#### 原文抜粋
しかも唯一の非アニメ化、そして非フィギュア化であるにも関わらずTOP3入り。
そんな素晴らしい作品の完結巻です。

「ご覧のとおりの“文学少女”よ」

今迄、想像し語ってきた文学少女・天野遠子
事件=物語として、あくまで1読者として想像し語ってきた文学少女が、唯一物語の中心、主人公の天野遠子が描かれる作品。
完結巻だけあって、唯一上下2冊での物語。題材となる文学作品と、それをなぞりながら語られるモノローグ。結果は予想出来ても、経過が想像出来ない、実に文学少女らしい完結巻だったと思います。
正直、“文学少女”と月花を孕く水妖(ウンディーネ)から僕が予想した結果とは異なった完結でした。
小説という媒体で小説を主題にすると、男が男を賞賛したり、音楽って素晴らしいと歌ってみたり、自画自賛の、ある種の白々しさが表れてしまうものだけれど、この作品は登場人物の魅力と、解りようがなくて、あくまで想像するしかなくて上っ面なのだ、と一線を引いているので、作品にのめり込める。
それにしても、琴吹かわいいよ琴吹ツンデレというテンプレを踏襲しつつ、女性作家が描く人物らしく、幻想だけに終わらない本音や葛藤が描かれていて、エロゲやラノベで迎合されるキャラとは微妙に異なる愛らしさが溢れている。それにしても甘甘な気はするけれどw
竹田千愛の愛は文字通り痛すぎるw
そして、文学少女,遠子先輩こと天野遠子
探偵役ながら見事に人格があって、てか謎解きよりも天野遠子の言動が気になる、そんな、とても良いヒロインでした。
########
#### エントリ一覧
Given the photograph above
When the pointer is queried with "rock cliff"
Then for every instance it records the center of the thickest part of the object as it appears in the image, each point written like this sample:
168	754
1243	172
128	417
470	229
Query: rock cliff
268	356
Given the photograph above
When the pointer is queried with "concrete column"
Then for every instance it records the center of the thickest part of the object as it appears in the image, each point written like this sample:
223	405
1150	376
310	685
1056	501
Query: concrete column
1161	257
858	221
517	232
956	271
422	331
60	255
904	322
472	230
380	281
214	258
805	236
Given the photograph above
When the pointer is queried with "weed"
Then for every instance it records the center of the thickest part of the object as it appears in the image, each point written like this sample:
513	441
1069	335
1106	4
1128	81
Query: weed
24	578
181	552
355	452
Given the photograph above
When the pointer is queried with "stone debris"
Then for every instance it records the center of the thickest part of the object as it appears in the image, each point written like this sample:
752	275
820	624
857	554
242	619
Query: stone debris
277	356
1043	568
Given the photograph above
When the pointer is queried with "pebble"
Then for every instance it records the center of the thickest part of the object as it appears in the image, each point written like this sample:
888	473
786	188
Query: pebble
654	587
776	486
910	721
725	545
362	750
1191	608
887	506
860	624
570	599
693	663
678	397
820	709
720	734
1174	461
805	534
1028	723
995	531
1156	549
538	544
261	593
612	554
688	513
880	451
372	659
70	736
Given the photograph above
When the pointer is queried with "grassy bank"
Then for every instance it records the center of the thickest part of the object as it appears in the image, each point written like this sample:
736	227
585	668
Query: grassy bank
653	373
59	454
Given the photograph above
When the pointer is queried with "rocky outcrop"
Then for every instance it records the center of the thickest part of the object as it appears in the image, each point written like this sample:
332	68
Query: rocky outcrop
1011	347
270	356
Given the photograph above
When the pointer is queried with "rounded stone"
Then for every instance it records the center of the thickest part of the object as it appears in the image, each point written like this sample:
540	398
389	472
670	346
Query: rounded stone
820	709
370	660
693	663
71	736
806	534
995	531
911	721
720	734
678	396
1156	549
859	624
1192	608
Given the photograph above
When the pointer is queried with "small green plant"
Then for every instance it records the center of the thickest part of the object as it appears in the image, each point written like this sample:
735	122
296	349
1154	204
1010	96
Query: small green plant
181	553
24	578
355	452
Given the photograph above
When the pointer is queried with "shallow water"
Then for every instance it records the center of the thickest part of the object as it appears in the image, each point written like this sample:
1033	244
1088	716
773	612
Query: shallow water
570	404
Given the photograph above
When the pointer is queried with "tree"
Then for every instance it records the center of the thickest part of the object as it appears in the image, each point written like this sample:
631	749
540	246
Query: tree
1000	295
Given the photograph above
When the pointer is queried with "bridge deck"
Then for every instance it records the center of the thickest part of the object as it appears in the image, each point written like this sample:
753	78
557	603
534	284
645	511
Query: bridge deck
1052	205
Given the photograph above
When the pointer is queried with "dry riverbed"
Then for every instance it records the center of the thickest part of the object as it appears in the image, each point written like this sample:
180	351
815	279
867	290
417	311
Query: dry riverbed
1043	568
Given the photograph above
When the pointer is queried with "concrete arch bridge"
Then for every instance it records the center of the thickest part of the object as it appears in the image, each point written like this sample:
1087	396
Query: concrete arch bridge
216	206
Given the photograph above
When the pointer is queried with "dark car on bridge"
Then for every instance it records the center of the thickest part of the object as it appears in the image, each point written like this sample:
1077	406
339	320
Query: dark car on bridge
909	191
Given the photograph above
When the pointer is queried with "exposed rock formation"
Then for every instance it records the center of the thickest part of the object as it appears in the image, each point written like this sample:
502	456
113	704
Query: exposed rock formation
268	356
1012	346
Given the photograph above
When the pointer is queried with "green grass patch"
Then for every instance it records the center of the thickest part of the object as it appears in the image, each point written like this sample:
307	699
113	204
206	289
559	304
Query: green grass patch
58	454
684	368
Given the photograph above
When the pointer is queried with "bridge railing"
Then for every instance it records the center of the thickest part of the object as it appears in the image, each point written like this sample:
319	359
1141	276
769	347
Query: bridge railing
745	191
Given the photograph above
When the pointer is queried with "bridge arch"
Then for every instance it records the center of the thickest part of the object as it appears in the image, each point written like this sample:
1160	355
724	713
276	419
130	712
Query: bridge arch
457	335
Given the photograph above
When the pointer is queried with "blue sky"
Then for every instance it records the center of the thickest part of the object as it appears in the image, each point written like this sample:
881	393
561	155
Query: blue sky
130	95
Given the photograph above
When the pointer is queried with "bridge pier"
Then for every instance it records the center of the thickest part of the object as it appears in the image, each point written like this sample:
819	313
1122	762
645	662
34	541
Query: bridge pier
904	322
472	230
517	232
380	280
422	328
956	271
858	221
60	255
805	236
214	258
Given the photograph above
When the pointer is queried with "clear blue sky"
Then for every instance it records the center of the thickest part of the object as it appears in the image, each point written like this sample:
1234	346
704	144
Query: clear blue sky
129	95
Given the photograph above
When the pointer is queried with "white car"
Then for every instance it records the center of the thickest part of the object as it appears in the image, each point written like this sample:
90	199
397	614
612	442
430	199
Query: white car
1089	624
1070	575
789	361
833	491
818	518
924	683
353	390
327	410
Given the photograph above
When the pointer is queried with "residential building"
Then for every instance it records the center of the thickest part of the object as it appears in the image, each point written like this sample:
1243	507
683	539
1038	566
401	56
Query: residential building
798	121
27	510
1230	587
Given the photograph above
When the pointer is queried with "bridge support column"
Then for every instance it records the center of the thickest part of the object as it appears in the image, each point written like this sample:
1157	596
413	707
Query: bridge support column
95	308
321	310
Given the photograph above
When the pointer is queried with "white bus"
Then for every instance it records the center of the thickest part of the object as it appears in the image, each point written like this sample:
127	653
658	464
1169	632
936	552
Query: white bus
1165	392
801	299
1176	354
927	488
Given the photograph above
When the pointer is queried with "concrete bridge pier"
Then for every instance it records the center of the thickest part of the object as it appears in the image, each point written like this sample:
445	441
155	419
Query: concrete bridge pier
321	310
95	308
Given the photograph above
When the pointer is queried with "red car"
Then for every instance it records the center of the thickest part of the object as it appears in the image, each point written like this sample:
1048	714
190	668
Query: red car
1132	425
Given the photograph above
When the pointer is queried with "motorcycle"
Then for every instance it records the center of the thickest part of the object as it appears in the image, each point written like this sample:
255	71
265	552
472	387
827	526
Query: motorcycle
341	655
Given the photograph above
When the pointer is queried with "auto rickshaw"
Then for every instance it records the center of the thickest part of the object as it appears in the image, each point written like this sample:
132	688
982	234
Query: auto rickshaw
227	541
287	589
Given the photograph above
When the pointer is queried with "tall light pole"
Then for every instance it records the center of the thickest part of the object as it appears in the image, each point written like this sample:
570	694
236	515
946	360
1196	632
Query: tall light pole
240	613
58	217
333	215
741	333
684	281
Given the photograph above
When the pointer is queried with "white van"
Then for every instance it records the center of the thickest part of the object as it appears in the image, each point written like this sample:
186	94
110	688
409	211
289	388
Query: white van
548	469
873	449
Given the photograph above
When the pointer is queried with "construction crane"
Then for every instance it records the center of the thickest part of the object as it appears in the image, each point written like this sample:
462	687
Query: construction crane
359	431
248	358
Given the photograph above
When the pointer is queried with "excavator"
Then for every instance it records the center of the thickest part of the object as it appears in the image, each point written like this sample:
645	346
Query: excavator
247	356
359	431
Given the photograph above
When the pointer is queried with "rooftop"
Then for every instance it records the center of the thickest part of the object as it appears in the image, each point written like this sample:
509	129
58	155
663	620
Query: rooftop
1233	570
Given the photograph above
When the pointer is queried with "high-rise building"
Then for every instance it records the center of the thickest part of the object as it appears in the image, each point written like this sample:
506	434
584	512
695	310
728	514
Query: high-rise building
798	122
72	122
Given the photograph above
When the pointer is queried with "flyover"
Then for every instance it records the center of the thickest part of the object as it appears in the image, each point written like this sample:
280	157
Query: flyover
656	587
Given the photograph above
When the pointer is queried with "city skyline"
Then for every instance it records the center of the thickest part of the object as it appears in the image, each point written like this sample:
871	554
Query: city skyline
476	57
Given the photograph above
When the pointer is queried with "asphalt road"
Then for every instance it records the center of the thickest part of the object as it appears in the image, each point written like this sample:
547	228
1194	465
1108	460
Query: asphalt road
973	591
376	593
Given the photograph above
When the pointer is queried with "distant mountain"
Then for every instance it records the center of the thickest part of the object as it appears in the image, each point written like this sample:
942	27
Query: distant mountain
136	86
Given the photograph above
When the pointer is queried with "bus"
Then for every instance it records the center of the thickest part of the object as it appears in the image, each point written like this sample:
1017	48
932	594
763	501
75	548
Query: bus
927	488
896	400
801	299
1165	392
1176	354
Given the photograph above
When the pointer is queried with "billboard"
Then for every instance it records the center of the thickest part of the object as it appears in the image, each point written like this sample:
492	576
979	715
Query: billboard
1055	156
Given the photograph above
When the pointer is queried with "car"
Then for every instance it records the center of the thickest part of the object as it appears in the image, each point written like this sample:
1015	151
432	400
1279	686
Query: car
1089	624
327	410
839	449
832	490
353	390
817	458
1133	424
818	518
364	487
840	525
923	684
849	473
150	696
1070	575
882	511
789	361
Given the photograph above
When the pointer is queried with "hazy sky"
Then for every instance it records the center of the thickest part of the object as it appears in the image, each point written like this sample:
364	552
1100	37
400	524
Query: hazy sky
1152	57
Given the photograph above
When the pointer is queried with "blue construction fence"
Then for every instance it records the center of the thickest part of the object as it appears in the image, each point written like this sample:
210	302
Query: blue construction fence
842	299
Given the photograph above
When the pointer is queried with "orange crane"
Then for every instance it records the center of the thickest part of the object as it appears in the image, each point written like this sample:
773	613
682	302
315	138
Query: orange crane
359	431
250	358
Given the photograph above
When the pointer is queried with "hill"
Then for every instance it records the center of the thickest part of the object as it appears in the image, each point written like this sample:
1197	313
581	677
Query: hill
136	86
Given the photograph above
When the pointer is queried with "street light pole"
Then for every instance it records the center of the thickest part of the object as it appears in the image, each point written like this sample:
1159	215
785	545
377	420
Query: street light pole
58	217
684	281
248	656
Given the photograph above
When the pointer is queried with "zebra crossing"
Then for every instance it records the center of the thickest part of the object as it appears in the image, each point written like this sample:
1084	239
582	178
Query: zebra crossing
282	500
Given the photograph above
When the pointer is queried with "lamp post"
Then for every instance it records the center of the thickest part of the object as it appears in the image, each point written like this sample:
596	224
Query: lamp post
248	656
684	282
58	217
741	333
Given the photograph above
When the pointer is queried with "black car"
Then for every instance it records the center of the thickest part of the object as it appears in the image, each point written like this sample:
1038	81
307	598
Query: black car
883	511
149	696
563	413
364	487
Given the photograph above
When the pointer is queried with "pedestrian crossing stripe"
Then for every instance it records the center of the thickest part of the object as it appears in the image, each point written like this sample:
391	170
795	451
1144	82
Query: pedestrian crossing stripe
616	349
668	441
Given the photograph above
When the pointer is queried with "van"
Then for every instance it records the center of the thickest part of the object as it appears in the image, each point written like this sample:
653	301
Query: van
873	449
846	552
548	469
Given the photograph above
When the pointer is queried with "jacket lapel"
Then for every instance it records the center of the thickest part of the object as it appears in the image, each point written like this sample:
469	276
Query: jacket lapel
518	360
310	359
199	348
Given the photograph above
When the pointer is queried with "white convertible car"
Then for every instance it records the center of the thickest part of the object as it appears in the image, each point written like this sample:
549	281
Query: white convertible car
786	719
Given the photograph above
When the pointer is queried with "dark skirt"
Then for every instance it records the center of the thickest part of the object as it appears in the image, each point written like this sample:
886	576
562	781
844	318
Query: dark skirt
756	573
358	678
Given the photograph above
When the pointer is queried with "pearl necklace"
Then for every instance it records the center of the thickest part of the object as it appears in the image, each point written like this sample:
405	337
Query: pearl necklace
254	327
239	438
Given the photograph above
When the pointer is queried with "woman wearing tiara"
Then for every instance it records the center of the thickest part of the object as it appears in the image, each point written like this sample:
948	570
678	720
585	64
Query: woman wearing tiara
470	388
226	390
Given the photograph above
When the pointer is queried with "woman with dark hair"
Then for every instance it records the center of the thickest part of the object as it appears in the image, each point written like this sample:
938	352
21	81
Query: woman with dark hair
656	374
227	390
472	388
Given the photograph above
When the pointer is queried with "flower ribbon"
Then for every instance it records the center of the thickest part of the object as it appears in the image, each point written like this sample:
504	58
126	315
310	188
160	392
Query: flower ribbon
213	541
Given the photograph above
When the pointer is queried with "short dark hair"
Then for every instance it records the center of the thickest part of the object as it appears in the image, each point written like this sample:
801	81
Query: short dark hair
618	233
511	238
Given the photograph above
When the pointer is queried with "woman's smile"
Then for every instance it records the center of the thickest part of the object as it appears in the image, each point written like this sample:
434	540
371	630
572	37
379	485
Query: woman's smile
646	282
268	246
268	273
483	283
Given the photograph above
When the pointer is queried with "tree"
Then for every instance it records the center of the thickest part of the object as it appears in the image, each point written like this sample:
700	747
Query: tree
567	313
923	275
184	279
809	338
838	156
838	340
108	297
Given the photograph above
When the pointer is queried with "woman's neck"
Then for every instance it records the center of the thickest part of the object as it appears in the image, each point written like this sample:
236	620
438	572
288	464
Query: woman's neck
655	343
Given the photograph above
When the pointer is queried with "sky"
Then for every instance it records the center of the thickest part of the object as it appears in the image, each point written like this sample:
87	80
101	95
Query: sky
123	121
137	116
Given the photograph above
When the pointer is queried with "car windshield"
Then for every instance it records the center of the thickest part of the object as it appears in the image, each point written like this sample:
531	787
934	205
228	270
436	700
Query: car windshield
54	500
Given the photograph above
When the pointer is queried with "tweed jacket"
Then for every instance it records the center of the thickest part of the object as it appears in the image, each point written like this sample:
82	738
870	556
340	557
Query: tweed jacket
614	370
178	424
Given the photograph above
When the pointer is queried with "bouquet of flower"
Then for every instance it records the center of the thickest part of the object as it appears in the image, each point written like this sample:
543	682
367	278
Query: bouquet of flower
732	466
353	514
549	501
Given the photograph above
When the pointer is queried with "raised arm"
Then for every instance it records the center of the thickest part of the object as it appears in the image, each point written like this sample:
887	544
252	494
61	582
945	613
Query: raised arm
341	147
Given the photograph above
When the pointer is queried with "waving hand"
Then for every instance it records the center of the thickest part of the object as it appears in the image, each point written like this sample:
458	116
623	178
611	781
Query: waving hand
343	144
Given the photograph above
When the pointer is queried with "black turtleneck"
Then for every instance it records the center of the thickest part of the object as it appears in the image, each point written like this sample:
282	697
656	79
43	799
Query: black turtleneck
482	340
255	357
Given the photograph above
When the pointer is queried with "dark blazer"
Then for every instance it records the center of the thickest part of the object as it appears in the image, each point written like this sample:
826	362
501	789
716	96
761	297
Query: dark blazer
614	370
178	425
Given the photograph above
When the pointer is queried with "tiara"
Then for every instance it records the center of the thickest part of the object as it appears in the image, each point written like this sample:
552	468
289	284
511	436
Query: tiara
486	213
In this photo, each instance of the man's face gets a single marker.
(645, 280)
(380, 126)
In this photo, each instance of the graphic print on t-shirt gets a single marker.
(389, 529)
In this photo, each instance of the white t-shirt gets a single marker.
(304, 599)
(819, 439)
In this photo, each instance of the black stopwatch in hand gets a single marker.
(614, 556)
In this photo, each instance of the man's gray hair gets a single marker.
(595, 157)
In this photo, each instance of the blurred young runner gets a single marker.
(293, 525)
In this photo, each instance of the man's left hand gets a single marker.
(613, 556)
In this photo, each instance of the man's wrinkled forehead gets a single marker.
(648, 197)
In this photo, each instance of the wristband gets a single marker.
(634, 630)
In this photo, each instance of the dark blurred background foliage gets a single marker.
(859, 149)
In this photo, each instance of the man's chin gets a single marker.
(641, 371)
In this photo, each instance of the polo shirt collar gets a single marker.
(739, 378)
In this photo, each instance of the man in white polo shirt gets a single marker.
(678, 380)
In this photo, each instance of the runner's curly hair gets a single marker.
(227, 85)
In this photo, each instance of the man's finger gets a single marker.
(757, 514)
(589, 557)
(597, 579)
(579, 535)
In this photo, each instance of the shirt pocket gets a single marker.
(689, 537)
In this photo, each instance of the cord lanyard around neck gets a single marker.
########
* _課題_
1. 「文学少女」完結巻の感想のうち、「そんな素晴らしい作品の完結巻です。」で始まり「結果とは異なった完結でした。」に至るまでの部分を、一字一句違えずに書き写しなさい。
2. 「文学少女」完結巻の感想を、最後の文の後から書き継ぎなさい。
エントリは「文学少女」完結巻の感想とは別個の資料である。

* _課題別の解答_
1.
そんな素晴らしい作品の完結巻です。

「ご覧のとおりの“文学少女”よ」

今迄、想像し語ってきた文学少女・天野遠子
事件=物語として、あくまで1読者として想像し語ってきた文学少女が、唯一物語の中心、主人公の天野遠子が描かれる作品。
完結巻だけあって、唯一上下2冊での物語。題材となる文学作品と、それをなぞりながら語られるモノローグ。結果は予想出来ても、経過が想像出来ない、実に文学少女らしい完結巻だったと思います。
正直、“文学少女”と月花を孕く水妖(ウンディーネ)から僕が予想した結果とは異なった完結でした。

2.
善意だとかなんだとかの象徴、みたいな落ちかと思ったら、何故妖怪ではなく文学少女なのか、そして天野遠子の薄いぺたんこの胸に秘められた、とても厚い胸の内とは。
「ねぇ、心葉くん……いつか小説を書いてね。心葉くんの書く物語を、わたしに読ませてね」
1巻で言われる、あの言葉が、文学少女の、天野遠子のすべて。
そして、それに対する井上心葉は。
↓ネタバレ反転
もう、泣かない。
ぼくはこれから、道化のように、哀しみを隠して笑おう。
ときに幽霊にように渇望し、ときに愚者として決断し、墜ちた天使のように穢れにまみれても、月と花を胸に抱いて、聖地へ向かう巡礼者のように歩き続けよう。
そうして、神に臨む作家になろう。
今迄に心葉と遠子が歩んできた道をすべて踏まえた、その言葉。
そして、エピローグ・文学少女、最後の2頁が、もう。

本筋である文章とともに、表紙と挿絵で物語を支える竹岡美穂の仕事も素晴らしい。
この竹岡美穂でなければ、あるいは文学少女がここまでの人気は得られなかっただろう。
客寄せパンダではなくて、きちんと小説,文学に対する表現として、とても素晴らしい仕事をしたと思う。
是非、文学少女の画集を発売して欲しい。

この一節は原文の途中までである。